_Set task:_
Quote the lines below from the one containing "floral dress in this photo as pixel coordinates." to the final line, both ends included; exclude the pictures.

_Material:_

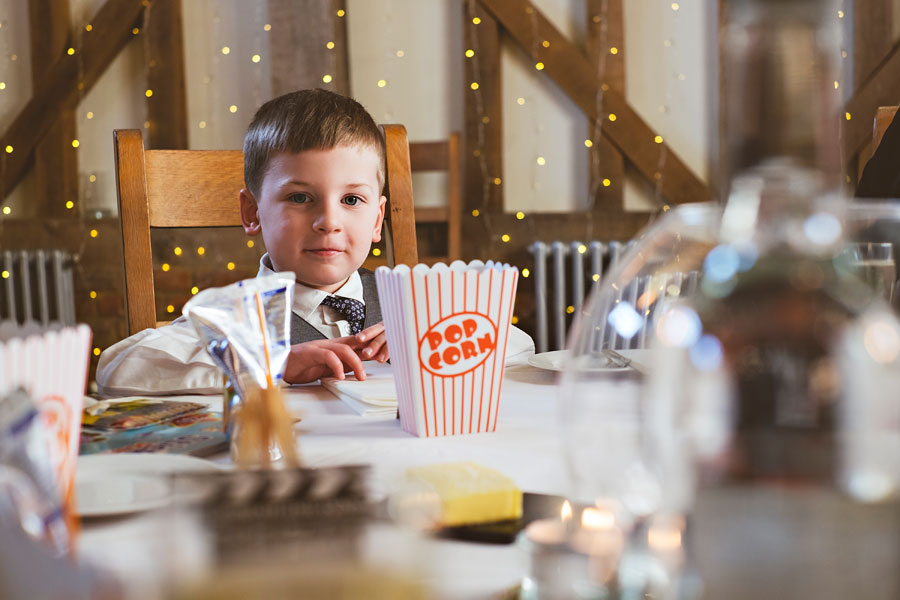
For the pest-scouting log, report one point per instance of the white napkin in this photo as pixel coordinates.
(376, 396)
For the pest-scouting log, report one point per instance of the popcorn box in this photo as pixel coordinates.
(51, 366)
(447, 329)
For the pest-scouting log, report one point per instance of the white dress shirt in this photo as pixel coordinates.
(171, 359)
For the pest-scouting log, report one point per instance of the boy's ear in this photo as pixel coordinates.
(376, 235)
(249, 213)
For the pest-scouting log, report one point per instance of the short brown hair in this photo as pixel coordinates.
(307, 120)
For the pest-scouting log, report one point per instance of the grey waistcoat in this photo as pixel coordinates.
(301, 331)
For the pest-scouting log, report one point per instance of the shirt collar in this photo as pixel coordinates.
(308, 299)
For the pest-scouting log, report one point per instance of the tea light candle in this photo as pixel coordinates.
(552, 565)
(602, 539)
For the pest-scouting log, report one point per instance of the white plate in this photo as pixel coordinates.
(557, 359)
(117, 484)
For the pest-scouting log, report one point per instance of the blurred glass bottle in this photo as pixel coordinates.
(787, 506)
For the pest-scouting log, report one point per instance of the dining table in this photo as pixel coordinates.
(526, 446)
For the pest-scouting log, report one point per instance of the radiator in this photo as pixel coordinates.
(565, 272)
(37, 285)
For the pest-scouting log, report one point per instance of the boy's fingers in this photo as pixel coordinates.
(333, 362)
(350, 360)
(370, 332)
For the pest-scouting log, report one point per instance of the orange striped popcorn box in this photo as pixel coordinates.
(447, 329)
(51, 367)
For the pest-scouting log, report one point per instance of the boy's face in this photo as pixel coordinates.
(319, 212)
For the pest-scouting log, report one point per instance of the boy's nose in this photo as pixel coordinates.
(328, 219)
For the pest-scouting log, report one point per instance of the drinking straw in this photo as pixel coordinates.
(274, 404)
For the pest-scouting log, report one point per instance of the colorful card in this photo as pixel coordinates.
(198, 433)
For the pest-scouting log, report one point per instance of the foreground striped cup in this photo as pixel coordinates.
(447, 329)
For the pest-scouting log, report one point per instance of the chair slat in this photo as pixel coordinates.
(187, 188)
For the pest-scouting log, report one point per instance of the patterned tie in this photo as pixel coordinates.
(352, 310)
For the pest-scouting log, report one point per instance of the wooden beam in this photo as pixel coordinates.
(66, 81)
(881, 89)
(606, 30)
(300, 58)
(873, 36)
(56, 161)
(483, 150)
(167, 107)
(573, 73)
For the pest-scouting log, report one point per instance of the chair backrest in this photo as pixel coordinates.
(199, 188)
(883, 117)
(441, 155)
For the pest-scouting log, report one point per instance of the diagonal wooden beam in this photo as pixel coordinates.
(572, 72)
(64, 82)
(881, 88)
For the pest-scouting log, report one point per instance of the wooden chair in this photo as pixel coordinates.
(199, 188)
(438, 156)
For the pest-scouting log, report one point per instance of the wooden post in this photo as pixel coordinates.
(483, 151)
(65, 80)
(167, 107)
(873, 37)
(606, 31)
(298, 45)
(55, 160)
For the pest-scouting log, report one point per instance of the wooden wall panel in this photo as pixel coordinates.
(301, 30)
(167, 107)
(606, 30)
(483, 148)
(55, 160)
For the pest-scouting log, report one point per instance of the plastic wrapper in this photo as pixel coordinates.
(246, 327)
(29, 492)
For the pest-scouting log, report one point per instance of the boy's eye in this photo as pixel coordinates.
(299, 198)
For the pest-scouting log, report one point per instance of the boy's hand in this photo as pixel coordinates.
(373, 343)
(310, 361)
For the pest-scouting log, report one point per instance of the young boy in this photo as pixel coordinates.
(314, 171)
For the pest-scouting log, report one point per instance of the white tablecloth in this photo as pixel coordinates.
(526, 447)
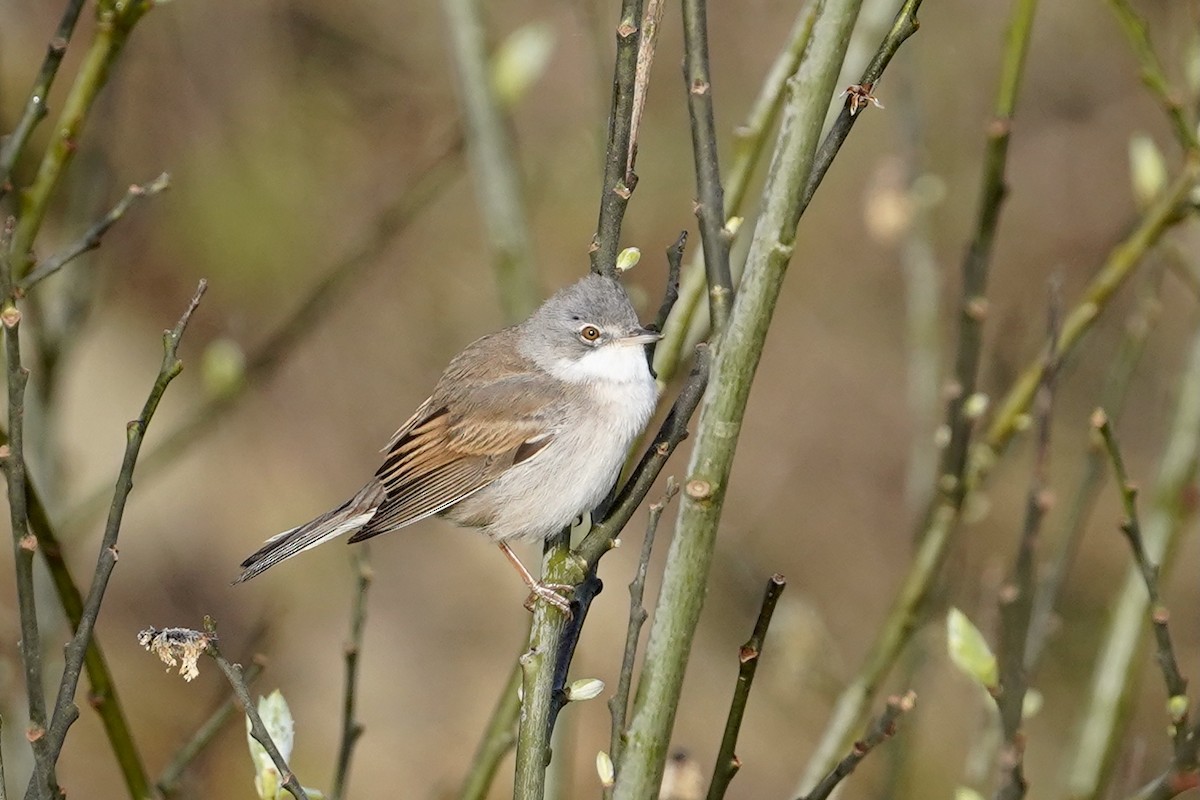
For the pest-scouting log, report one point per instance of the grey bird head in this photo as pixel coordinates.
(588, 330)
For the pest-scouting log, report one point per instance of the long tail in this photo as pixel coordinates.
(345, 518)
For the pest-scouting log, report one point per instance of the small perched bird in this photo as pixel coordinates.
(526, 431)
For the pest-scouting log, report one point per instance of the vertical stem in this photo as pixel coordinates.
(23, 543)
(35, 104)
(618, 179)
(690, 555)
(351, 727)
(492, 162)
(113, 28)
(711, 205)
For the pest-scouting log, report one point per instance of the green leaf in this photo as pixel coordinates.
(277, 720)
(628, 259)
(520, 61)
(222, 367)
(970, 651)
(1147, 169)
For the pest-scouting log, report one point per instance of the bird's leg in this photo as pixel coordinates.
(552, 593)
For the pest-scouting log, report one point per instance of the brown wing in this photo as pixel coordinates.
(459, 441)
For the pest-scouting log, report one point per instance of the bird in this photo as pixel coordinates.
(525, 432)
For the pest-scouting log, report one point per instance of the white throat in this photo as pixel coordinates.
(617, 364)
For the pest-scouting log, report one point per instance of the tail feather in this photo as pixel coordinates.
(351, 516)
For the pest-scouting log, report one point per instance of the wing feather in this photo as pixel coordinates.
(456, 444)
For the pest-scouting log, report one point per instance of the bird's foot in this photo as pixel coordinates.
(556, 594)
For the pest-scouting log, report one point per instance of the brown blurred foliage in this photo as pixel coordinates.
(288, 124)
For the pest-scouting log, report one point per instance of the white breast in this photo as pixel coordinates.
(574, 473)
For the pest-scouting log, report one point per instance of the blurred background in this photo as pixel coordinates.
(291, 126)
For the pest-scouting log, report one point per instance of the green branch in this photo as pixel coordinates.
(65, 711)
(492, 162)
(640, 770)
(114, 22)
(36, 107)
(1093, 756)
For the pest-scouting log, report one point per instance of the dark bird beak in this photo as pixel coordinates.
(641, 336)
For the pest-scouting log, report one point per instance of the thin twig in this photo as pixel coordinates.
(4, 791)
(618, 704)
(257, 729)
(1113, 396)
(711, 196)
(498, 739)
(977, 262)
(727, 762)
(351, 727)
(750, 143)
(493, 166)
(671, 295)
(1152, 74)
(855, 702)
(552, 638)
(619, 179)
(1092, 757)
(265, 359)
(904, 26)
(1120, 264)
(646, 48)
(1164, 650)
(65, 711)
(1017, 595)
(102, 693)
(168, 780)
(113, 28)
(35, 106)
(876, 734)
(18, 513)
(91, 239)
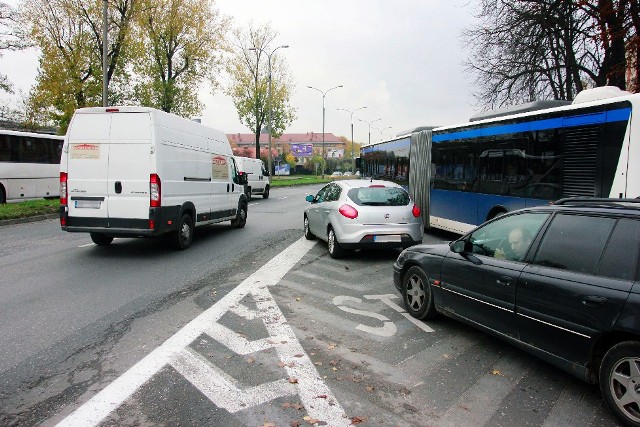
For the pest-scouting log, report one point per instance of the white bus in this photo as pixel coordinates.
(29, 165)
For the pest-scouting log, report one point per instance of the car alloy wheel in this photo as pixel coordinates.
(335, 251)
(620, 381)
(416, 293)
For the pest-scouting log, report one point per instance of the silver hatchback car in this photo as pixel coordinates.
(355, 214)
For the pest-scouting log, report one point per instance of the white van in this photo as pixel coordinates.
(136, 171)
(257, 176)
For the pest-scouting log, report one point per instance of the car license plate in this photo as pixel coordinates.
(387, 238)
(87, 204)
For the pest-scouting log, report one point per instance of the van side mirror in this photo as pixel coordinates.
(458, 246)
(242, 178)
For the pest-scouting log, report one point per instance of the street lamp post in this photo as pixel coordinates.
(270, 156)
(324, 93)
(369, 123)
(105, 51)
(353, 159)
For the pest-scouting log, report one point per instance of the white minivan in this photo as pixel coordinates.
(137, 171)
(257, 176)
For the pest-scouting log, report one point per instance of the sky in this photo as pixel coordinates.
(402, 59)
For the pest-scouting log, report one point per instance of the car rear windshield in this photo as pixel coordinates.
(379, 196)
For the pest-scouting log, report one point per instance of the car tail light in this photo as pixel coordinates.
(348, 211)
(154, 191)
(63, 188)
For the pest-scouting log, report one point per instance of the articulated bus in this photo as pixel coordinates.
(29, 165)
(464, 175)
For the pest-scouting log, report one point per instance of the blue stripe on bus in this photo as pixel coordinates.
(618, 115)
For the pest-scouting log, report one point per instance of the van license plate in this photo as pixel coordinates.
(387, 238)
(87, 204)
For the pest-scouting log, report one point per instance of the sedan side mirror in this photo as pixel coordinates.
(458, 246)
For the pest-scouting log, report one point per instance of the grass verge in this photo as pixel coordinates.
(286, 181)
(29, 208)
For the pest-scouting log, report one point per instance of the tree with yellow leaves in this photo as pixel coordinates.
(180, 46)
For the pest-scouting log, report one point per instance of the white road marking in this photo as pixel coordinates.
(209, 379)
(387, 330)
(386, 298)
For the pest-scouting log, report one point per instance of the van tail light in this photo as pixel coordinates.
(63, 188)
(154, 191)
(348, 211)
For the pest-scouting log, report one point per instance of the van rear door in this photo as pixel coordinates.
(109, 164)
(87, 166)
(129, 168)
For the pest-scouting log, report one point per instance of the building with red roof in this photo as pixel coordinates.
(332, 144)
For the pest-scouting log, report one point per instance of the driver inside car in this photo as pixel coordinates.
(519, 241)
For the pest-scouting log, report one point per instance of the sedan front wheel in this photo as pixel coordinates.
(620, 381)
(417, 295)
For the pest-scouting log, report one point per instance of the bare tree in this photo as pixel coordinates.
(525, 50)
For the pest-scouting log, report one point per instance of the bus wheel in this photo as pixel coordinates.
(184, 235)
(101, 239)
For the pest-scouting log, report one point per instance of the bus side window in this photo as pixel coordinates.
(5, 148)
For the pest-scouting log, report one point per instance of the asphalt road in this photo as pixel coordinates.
(251, 327)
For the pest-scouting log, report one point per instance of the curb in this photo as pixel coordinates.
(34, 218)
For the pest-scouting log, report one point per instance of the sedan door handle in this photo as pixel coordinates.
(594, 300)
(504, 281)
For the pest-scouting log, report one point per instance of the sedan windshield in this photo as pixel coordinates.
(379, 196)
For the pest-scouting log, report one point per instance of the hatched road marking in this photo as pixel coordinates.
(210, 380)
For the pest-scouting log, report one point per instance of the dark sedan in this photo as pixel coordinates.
(559, 281)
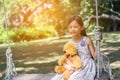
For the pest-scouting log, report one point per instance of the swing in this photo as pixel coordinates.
(104, 71)
(10, 68)
(103, 65)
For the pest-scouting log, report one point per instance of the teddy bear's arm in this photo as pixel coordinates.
(61, 61)
(77, 63)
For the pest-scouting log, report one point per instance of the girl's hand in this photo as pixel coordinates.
(68, 67)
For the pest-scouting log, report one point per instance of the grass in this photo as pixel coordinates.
(41, 56)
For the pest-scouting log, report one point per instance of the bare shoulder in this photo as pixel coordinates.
(89, 41)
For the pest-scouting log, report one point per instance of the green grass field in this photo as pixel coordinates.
(41, 56)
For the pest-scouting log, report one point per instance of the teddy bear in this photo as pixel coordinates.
(69, 62)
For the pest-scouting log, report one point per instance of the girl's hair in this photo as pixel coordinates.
(80, 22)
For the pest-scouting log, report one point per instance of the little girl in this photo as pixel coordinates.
(86, 51)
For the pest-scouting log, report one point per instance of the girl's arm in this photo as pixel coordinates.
(91, 48)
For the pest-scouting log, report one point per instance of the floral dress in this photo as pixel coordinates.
(88, 71)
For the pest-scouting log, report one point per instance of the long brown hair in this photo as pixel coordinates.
(80, 22)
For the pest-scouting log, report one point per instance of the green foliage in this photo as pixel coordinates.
(32, 33)
(3, 37)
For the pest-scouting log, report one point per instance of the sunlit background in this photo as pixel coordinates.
(37, 30)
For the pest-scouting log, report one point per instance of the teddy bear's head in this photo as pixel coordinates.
(69, 49)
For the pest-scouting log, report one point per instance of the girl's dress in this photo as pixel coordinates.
(88, 71)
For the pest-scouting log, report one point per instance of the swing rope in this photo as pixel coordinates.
(10, 67)
(101, 58)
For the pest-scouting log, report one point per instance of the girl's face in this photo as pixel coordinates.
(74, 28)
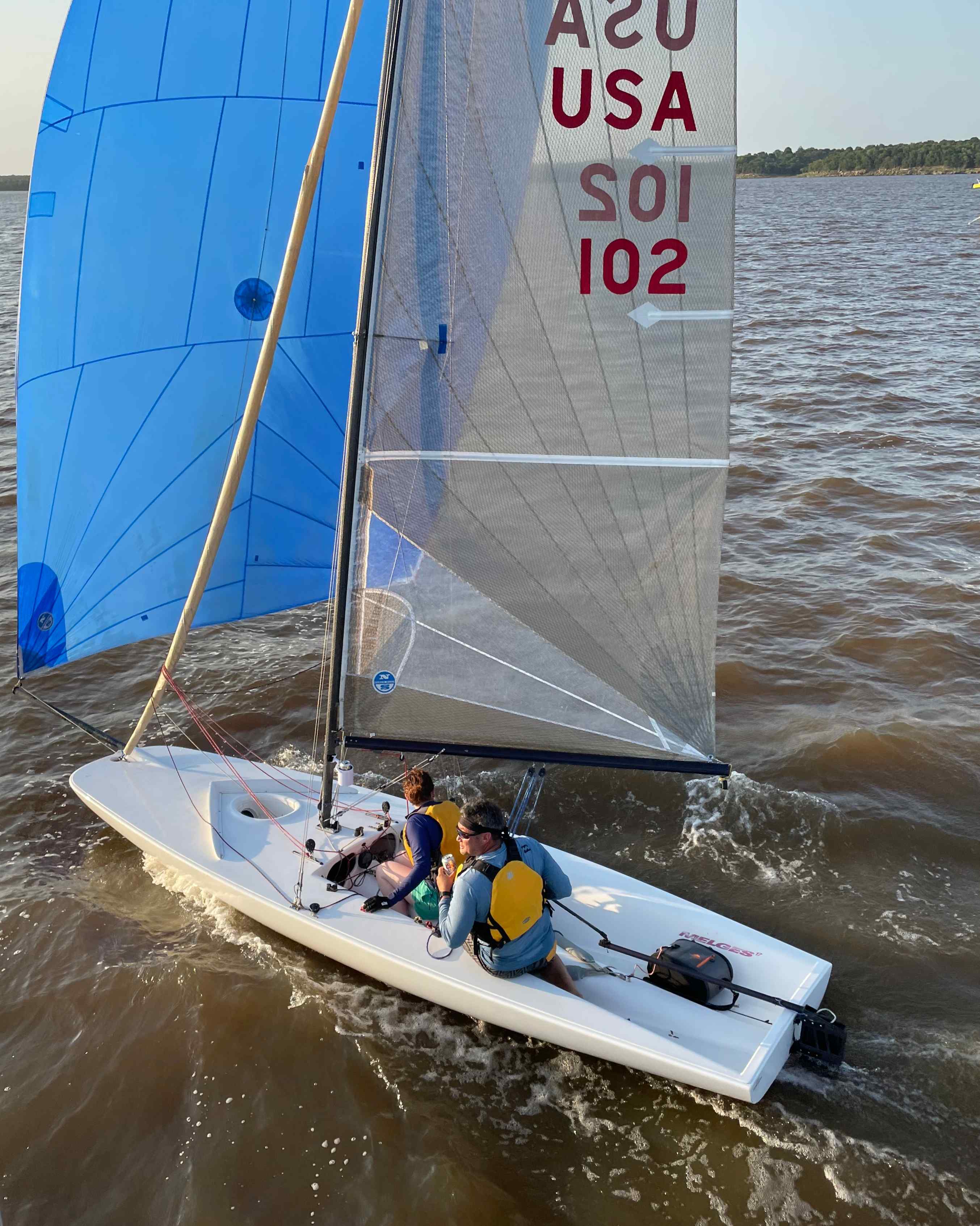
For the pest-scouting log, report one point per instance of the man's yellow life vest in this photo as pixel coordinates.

_Task solution:_
For the pest-scouting log, report one point per instance of the floral dress in this photo as pixel coordinates.
(88, 71)
For the pest-scouting log, report one point per instance of the long brown hair in this photo as pixel coordinates.
(80, 22)
For the pest-scouting log, report one point per instance of the green foliage in this photo as pixel coordinates.
(32, 33)
(3, 37)
For the pest-scouting log, report one point per instance of the sunlit background in this photo as pixel coordinates.
(37, 30)
For the pest-scouting log, report one point per instance of the teddy bear's head in this photo as pixel coordinates.
(69, 49)
For the pest-scouting log, report one point per instance of the girl's dress in this photo as pixel coordinates.
(88, 71)
For the pest-scouting log, report one point per instance of the swing rope in this photo as pixel coordinates.
(10, 67)
(101, 58)
For the pest-scouting log, report one point per instance of the girl's face in this photo as pixel coordinates.
(74, 28)
For the pest-scouting log, report one point per instance of the man's yellow life vest in this photo as pixel coordinates.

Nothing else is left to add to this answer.